> MATERIALS PROVIDED
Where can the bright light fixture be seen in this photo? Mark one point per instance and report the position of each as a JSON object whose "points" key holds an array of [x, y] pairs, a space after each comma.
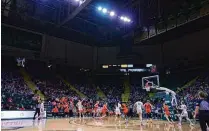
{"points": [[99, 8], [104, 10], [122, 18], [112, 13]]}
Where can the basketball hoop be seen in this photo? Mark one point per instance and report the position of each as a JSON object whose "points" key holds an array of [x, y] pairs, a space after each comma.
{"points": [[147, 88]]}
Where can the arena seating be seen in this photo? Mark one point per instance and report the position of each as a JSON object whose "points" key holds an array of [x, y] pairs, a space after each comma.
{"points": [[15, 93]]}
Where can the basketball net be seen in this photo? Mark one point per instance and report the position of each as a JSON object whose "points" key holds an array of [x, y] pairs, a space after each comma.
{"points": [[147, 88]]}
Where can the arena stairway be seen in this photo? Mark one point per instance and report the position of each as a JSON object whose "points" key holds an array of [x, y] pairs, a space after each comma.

---

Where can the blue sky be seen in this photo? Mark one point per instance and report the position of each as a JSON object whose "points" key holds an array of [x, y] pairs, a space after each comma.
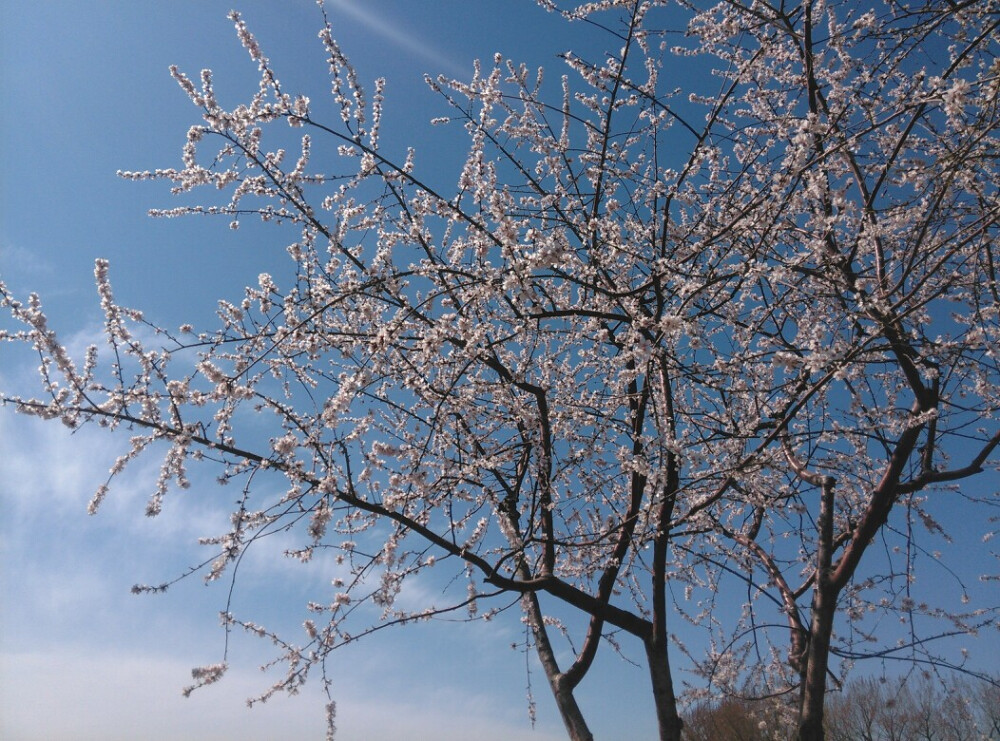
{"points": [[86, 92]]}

> YOUR GOAL
Please give back the rows from the line with "Where can the basketball hoop" up to and including the line with "Where can the arena stairway", switching "arena" to "stadium" and keeping everything else unchanged. Return only those lines.

> SOLUTION FOR THIS TASK
Where can the basketball hoop be seen in this photo? Mark one point per instance and report the position of each as a JSON object whose "points" key holds an array of [x, y] pairs, a space after each comma.
{"points": [[147, 88]]}
Where can the stadium seating be seen in this photo? Mark one point per instance and report the position of each as a JSON object whose "points" key holds an array of [x, y] pairs, a space after each comma.
{"points": [[15, 93]]}
Where can the basketball net be seen in this photo? Mark one point per instance and report the position of each as a JSON object whose "points" key holds an array of [x, y] pairs, a space after each comma.
{"points": [[147, 88]]}
Where can the stadium stairway be seen in this photo? Mark one point per instance and report the position of each as a JSON object whose "points" key holds an array of [x, y] pairs, a space after each comma.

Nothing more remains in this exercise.